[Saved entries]
---
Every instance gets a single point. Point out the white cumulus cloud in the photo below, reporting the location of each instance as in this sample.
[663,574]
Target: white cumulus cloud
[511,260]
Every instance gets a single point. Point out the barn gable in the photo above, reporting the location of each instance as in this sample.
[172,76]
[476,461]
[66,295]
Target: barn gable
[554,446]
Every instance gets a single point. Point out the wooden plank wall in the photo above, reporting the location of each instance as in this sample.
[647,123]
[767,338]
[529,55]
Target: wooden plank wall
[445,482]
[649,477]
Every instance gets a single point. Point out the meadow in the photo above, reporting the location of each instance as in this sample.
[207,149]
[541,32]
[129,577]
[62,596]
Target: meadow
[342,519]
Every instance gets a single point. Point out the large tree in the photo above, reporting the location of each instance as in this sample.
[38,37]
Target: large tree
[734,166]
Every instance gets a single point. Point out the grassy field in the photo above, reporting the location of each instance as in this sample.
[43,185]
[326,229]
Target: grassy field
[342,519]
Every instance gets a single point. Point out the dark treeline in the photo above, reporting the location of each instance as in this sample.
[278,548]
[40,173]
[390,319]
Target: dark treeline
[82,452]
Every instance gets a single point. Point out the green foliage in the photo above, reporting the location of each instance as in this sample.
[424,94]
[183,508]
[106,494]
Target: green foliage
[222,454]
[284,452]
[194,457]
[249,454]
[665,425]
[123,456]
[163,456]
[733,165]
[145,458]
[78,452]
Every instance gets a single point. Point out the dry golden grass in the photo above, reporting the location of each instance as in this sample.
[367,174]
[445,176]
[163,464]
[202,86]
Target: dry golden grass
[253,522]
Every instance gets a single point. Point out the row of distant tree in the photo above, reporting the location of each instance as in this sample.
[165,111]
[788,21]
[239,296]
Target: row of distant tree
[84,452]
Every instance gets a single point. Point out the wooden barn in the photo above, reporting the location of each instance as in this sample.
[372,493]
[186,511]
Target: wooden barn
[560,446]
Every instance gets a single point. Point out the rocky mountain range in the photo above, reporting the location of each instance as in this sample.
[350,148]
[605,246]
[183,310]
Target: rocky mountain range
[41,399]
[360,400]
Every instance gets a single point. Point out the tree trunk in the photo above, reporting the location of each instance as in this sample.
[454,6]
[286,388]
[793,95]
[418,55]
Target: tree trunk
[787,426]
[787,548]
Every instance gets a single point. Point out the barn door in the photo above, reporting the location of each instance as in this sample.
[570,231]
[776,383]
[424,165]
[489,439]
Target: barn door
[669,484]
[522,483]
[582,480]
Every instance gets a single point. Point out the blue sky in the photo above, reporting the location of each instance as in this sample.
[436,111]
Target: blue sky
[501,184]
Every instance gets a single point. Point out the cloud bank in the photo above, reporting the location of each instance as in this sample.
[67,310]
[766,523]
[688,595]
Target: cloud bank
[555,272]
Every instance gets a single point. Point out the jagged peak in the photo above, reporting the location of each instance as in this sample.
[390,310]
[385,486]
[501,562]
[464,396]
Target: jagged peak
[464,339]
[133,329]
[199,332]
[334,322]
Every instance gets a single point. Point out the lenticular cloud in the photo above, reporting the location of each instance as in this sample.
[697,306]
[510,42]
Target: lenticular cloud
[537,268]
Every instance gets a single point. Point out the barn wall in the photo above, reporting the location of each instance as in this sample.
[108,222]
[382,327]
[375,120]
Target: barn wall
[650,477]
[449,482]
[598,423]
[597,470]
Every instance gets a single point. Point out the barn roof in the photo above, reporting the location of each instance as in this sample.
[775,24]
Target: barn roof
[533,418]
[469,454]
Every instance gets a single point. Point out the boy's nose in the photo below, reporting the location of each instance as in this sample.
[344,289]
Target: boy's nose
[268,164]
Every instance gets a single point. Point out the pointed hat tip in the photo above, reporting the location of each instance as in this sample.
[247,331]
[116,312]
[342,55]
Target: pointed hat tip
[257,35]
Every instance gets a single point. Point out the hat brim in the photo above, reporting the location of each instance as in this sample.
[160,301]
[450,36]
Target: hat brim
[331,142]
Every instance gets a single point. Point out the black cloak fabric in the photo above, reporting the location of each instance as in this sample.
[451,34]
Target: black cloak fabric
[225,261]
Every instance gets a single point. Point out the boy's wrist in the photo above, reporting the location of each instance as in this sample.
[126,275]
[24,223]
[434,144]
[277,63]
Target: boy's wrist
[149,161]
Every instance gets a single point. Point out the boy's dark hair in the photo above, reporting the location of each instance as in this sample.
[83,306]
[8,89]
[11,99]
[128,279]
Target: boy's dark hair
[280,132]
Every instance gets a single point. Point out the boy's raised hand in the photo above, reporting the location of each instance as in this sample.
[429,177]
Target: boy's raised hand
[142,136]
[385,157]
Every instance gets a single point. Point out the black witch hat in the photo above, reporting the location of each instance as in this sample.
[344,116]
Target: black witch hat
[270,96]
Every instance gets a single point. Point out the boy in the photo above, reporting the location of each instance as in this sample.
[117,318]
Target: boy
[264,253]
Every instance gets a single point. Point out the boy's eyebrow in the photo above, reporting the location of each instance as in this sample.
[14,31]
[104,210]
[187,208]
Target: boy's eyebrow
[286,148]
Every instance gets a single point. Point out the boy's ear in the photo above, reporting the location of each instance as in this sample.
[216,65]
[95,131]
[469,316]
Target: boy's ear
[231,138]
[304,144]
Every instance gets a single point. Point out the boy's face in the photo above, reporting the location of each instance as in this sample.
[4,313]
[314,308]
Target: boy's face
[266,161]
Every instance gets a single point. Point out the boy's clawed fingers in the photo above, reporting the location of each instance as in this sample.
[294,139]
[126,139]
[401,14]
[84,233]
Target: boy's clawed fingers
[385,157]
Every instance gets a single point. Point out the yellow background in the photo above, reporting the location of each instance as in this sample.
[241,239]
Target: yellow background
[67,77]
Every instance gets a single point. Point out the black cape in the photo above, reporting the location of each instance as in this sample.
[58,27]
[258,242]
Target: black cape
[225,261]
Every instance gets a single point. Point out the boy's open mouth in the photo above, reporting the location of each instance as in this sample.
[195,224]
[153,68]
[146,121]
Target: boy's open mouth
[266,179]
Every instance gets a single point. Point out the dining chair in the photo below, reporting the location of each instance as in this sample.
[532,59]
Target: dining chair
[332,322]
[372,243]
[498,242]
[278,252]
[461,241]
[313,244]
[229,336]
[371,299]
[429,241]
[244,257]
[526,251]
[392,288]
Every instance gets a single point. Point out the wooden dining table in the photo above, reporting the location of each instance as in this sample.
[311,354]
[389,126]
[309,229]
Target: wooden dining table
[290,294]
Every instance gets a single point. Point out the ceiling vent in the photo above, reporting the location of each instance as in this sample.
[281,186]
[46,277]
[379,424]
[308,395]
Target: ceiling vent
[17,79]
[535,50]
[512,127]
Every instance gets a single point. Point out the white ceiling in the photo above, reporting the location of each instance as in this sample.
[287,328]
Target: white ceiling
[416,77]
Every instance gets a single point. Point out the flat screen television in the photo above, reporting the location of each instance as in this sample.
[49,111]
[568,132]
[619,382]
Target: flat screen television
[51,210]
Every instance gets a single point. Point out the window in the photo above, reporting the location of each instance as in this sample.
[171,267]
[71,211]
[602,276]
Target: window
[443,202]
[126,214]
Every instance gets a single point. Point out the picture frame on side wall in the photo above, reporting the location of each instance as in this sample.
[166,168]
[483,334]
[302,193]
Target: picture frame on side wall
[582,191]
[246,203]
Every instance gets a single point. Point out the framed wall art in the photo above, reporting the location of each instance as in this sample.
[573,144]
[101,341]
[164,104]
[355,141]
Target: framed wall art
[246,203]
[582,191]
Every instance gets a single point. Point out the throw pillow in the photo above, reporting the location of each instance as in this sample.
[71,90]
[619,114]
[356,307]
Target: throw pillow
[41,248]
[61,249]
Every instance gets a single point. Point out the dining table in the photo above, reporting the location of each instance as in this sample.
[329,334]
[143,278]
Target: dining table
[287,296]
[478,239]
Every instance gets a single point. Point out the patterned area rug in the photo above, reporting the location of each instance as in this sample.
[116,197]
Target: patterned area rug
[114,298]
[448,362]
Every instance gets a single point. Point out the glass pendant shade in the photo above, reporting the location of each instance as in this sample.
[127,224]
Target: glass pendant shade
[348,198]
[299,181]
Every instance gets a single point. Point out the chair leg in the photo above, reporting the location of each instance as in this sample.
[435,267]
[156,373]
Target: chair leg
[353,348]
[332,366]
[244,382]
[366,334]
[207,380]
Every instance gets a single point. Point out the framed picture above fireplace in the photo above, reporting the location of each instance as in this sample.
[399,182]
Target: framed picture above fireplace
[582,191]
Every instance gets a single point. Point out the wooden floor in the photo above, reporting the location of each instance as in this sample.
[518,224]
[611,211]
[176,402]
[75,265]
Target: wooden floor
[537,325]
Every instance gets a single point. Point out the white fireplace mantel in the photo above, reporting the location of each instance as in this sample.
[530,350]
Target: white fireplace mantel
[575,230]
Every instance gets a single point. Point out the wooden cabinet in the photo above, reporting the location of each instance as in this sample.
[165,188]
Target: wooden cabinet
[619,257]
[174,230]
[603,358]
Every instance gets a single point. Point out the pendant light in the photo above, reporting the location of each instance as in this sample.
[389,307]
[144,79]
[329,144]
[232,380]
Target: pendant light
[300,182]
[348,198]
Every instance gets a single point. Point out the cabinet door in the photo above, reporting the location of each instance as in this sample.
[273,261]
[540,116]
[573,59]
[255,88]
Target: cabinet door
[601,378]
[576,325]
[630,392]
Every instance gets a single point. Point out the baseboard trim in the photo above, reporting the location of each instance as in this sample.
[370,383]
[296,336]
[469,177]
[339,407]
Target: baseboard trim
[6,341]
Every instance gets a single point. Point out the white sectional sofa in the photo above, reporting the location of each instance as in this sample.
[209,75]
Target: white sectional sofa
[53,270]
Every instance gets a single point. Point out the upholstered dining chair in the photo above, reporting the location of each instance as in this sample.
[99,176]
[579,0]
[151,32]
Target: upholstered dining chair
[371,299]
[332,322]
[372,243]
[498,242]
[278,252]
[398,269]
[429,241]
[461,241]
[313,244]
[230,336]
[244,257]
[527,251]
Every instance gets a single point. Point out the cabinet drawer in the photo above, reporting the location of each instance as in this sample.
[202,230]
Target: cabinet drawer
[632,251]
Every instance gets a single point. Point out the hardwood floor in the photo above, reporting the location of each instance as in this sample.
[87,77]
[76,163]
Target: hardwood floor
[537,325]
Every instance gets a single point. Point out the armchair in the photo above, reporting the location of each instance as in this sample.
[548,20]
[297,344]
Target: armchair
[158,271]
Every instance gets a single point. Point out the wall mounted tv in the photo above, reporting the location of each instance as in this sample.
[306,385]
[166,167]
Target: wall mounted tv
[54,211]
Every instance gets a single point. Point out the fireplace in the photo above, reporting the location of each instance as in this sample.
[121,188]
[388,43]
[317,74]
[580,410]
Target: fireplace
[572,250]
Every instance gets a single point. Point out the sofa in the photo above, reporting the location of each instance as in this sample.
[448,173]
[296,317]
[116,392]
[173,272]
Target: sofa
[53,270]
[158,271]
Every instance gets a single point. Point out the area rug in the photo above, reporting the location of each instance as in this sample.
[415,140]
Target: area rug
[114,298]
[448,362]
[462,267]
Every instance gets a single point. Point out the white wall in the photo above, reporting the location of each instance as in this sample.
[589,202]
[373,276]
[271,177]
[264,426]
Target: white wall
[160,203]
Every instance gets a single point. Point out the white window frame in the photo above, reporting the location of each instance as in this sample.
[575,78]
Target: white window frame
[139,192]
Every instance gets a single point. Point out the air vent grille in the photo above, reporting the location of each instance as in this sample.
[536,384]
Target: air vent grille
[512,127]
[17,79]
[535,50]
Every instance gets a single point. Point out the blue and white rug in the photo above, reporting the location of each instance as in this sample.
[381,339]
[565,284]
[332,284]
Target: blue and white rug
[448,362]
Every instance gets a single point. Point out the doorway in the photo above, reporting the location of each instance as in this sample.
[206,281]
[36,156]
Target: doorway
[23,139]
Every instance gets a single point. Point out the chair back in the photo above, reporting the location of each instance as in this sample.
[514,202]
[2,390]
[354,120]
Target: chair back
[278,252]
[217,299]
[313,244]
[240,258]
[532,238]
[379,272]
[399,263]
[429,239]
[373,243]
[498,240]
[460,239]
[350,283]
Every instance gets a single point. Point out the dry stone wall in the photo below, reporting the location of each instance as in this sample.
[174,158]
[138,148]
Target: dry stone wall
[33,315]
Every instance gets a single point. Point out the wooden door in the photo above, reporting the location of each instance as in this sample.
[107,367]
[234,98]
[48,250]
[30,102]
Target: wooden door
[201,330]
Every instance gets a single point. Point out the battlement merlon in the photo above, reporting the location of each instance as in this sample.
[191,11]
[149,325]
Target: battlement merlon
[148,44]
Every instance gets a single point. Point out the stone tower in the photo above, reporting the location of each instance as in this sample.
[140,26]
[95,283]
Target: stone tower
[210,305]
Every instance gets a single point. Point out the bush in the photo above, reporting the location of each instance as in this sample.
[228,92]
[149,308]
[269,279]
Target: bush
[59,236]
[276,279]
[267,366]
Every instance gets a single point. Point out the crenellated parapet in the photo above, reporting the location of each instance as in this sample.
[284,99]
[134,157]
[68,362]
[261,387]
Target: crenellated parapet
---
## What is needed:
Find the word "crenellated" in the entries, then copy out every line that has it.

## Exercise solution:
Every instance gets a single point. Point out the crenellated parapet in the photo above, reporting the location of each instance as in this sample.
Target: crenellated parapet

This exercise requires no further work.